Referring expression data
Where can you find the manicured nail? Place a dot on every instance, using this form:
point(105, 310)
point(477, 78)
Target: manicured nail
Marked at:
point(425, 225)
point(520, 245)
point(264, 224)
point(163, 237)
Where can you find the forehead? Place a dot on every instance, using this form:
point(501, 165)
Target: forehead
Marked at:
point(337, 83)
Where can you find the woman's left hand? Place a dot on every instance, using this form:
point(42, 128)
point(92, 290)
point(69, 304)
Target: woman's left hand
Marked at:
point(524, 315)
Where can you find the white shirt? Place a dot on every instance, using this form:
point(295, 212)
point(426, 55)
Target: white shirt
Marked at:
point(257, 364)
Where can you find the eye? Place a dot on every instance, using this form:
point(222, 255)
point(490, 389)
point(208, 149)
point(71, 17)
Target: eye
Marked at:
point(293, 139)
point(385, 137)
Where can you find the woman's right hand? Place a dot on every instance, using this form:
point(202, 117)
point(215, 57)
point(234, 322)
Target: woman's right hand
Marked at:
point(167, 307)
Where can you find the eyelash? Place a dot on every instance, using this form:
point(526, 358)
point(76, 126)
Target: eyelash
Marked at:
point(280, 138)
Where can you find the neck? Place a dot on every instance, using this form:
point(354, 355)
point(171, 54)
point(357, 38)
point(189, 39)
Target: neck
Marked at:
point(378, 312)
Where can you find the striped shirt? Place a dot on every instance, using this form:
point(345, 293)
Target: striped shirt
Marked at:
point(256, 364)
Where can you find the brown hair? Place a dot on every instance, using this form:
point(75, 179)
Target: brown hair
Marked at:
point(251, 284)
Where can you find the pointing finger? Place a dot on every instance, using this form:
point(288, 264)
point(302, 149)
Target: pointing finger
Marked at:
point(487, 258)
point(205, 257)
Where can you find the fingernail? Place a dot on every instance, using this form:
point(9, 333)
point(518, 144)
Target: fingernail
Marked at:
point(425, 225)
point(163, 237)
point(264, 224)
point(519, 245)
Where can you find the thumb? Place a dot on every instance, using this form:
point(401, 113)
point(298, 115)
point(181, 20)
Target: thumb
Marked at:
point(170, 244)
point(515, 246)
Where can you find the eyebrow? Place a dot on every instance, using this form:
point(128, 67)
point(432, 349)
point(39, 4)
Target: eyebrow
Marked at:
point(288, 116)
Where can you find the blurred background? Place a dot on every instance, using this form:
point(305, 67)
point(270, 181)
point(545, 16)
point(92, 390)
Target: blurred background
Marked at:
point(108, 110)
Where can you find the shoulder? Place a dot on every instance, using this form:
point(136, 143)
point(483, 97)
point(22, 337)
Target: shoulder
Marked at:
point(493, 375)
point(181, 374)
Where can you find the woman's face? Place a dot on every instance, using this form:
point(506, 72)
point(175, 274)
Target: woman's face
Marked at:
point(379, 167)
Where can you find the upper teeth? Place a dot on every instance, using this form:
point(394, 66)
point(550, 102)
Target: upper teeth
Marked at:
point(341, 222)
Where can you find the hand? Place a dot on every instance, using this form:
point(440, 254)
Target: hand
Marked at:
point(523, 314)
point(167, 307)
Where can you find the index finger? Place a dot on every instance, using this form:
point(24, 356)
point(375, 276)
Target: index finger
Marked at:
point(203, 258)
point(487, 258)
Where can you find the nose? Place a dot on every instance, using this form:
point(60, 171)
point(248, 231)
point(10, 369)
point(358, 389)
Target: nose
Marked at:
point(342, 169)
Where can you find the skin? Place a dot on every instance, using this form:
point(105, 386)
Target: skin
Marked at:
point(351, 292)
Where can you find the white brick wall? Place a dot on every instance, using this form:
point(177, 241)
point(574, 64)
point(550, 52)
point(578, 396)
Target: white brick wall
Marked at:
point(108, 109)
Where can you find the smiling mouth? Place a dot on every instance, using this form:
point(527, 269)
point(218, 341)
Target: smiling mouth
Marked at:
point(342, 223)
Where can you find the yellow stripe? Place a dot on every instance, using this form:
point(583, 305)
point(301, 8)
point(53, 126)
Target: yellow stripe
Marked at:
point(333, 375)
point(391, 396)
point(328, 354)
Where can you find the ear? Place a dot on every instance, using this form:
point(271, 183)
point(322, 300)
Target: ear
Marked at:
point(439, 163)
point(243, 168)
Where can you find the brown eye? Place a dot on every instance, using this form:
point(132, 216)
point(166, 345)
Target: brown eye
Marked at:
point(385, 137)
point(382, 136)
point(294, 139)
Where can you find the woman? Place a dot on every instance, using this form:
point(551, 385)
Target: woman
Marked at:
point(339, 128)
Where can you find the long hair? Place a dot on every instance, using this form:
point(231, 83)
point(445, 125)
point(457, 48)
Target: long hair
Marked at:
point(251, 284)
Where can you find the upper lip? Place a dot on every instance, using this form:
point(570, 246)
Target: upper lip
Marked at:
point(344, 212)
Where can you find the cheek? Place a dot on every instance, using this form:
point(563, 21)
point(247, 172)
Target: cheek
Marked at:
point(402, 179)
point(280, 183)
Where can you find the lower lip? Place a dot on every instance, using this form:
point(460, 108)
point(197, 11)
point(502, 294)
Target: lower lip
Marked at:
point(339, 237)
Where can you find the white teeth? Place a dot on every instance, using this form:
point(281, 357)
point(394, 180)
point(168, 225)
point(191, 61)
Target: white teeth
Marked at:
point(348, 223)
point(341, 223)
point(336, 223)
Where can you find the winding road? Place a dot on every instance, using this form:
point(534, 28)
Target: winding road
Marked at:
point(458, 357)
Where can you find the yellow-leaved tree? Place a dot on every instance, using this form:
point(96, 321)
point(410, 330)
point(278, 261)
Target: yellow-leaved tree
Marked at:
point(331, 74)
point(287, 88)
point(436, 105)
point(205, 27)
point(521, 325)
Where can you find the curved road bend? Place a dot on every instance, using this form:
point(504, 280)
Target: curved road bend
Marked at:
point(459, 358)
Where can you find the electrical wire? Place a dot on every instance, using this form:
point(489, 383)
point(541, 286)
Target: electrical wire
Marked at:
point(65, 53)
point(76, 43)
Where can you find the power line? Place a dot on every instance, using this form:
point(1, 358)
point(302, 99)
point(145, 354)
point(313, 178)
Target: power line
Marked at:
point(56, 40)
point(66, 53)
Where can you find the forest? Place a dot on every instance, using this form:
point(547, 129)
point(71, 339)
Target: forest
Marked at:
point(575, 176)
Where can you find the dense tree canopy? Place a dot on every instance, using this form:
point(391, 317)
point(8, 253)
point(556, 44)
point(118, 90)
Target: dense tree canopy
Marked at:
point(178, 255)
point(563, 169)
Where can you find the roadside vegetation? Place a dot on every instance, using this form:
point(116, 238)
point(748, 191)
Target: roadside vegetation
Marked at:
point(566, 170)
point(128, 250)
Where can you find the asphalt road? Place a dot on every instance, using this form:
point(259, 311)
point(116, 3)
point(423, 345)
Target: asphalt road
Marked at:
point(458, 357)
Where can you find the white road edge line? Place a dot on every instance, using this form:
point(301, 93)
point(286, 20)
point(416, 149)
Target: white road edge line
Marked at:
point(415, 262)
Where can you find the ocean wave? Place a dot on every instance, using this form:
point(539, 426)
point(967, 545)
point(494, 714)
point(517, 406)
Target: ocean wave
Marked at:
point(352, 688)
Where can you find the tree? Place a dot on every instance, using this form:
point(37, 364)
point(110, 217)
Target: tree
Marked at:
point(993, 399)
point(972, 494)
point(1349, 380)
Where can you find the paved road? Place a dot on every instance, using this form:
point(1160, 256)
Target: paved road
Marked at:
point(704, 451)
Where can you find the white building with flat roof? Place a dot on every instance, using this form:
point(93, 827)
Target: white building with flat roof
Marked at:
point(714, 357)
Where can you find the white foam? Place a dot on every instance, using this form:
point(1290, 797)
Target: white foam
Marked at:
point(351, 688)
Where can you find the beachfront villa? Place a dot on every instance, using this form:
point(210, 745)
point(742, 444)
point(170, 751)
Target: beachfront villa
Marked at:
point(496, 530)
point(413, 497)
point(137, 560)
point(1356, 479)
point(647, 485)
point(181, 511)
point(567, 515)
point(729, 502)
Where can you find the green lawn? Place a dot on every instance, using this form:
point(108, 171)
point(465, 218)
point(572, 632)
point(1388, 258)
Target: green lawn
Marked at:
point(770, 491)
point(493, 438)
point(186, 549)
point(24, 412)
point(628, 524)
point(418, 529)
==
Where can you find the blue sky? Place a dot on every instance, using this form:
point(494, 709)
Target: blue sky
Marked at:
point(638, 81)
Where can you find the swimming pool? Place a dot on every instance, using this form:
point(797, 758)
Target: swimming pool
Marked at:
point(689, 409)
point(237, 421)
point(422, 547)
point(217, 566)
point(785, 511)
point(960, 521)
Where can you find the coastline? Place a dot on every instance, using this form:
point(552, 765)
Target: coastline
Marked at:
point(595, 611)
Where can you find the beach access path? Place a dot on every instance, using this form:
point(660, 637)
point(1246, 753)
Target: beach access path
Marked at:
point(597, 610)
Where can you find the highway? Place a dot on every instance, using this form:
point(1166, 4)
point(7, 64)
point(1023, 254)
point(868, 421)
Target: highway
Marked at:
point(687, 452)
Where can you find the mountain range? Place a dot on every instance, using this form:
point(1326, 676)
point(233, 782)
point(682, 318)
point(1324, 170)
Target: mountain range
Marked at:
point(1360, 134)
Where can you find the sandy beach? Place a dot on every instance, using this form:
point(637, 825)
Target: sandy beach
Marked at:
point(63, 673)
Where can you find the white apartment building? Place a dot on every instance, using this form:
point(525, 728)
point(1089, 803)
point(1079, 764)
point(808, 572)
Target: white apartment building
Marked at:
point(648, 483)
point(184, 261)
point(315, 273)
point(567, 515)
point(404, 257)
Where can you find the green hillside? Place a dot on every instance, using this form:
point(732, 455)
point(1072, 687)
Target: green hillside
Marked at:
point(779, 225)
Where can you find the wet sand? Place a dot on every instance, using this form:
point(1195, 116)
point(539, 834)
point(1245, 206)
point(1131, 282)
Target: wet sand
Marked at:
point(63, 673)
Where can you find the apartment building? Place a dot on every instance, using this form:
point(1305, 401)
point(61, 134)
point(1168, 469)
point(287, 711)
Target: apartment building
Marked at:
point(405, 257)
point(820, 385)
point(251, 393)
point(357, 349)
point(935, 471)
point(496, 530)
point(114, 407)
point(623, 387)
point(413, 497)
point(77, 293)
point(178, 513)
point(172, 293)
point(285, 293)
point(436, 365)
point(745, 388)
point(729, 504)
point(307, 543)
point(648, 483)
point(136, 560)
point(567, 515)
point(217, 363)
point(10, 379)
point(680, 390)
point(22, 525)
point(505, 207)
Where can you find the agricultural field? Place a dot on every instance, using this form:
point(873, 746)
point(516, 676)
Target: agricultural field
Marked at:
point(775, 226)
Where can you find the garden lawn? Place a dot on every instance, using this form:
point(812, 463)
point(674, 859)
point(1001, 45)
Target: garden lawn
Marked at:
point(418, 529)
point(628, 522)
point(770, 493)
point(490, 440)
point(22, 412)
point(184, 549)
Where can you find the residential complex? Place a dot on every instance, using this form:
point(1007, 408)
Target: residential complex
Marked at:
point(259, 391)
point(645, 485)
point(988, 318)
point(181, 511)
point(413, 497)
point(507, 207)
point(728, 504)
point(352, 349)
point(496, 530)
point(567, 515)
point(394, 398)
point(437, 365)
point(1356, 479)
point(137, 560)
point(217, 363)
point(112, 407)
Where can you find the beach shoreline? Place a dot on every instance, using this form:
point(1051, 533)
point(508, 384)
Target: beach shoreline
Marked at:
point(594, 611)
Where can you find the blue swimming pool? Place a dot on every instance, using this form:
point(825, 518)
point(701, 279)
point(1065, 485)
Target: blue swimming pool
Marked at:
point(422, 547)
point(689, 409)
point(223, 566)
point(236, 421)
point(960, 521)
---
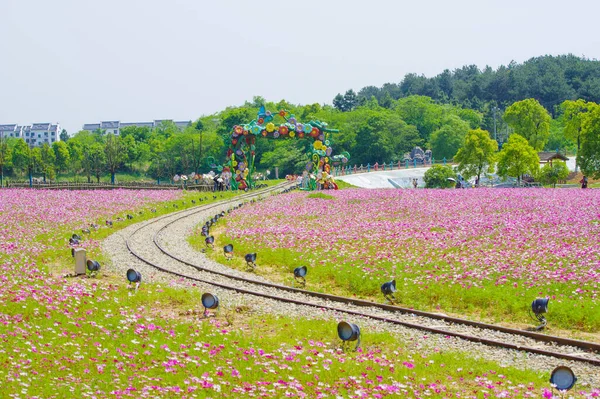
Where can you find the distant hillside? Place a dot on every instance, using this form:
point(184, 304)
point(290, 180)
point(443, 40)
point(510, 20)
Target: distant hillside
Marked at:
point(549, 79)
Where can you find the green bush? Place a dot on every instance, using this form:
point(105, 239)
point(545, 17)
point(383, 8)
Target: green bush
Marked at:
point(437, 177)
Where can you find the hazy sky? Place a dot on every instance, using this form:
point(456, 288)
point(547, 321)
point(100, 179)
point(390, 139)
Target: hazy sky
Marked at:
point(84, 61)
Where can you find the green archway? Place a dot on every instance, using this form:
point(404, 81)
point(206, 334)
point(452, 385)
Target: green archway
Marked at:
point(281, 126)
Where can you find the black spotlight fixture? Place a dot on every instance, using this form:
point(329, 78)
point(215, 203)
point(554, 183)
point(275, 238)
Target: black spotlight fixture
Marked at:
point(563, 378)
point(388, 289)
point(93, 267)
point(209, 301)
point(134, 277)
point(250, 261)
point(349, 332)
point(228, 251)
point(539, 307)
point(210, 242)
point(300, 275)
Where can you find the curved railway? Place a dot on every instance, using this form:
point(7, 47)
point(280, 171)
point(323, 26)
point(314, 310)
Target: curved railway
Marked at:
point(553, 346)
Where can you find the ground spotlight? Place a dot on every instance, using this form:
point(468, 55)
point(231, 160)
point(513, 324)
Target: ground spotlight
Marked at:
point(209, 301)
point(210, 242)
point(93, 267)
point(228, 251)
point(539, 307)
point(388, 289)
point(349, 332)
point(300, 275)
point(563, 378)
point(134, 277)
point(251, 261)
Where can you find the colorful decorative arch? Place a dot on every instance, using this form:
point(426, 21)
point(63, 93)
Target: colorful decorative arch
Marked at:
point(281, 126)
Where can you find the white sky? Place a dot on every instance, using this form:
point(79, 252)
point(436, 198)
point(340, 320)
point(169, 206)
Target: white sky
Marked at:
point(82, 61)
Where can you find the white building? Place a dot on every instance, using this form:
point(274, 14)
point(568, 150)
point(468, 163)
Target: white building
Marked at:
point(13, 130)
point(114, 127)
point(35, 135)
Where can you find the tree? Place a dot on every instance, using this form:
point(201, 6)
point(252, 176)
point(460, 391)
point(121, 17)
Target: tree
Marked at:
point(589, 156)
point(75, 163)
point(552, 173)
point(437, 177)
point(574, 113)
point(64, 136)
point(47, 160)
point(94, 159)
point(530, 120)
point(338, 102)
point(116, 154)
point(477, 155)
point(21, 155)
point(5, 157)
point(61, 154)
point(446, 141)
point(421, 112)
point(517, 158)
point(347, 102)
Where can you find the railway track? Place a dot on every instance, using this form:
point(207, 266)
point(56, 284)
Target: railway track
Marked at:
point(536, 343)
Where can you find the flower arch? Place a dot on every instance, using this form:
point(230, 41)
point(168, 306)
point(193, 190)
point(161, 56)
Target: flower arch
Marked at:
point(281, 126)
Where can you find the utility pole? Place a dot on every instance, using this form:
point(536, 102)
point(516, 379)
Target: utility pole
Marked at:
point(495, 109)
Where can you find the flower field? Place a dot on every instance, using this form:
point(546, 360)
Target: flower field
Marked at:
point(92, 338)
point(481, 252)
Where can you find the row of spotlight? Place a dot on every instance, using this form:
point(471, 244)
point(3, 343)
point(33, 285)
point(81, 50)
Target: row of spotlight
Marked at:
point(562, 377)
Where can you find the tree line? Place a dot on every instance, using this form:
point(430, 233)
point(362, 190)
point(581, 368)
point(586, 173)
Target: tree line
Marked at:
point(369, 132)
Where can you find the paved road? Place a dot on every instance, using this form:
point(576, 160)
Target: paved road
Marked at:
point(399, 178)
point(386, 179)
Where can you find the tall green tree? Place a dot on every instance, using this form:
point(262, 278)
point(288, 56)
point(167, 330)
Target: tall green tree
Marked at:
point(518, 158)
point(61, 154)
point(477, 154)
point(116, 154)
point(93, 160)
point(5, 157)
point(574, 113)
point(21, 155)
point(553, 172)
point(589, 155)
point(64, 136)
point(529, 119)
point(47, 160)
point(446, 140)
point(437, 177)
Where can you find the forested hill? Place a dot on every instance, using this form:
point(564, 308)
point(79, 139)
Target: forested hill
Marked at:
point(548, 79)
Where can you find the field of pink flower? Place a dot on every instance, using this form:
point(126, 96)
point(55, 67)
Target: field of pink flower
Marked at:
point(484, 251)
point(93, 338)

Work required ▸ Beginning with the line that has "Target: distant hillside" and ending with the line that has "Target: black spotlight fixture", set down the lines above exactly and include no others.

The answer ▸
Target: distant hillside
Marked at:
point(549, 79)
Where can you find the green bush? Place a dot on every instance, using this form:
point(105, 239)
point(545, 17)
point(383, 8)
Target: green bush
Marked at:
point(437, 177)
Where can you find the hazy sky? Place a dot on every instance, using this form:
point(456, 288)
point(547, 321)
point(100, 179)
point(390, 139)
Target: hazy sky
Marked at:
point(84, 61)
Where can you find the green archway? Place a dot on every instance, using this form:
point(404, 81)
point(206, 334)
point(452, 385)
Target: green archway
Marked at:
point(281, 126)
Where can you find the black spotlight fixture? Place a dot on every instance, using this form:
point(329, 78)
point(215, 203)
point(554, 183)
point(275, 238)
Target: black spotlight fixture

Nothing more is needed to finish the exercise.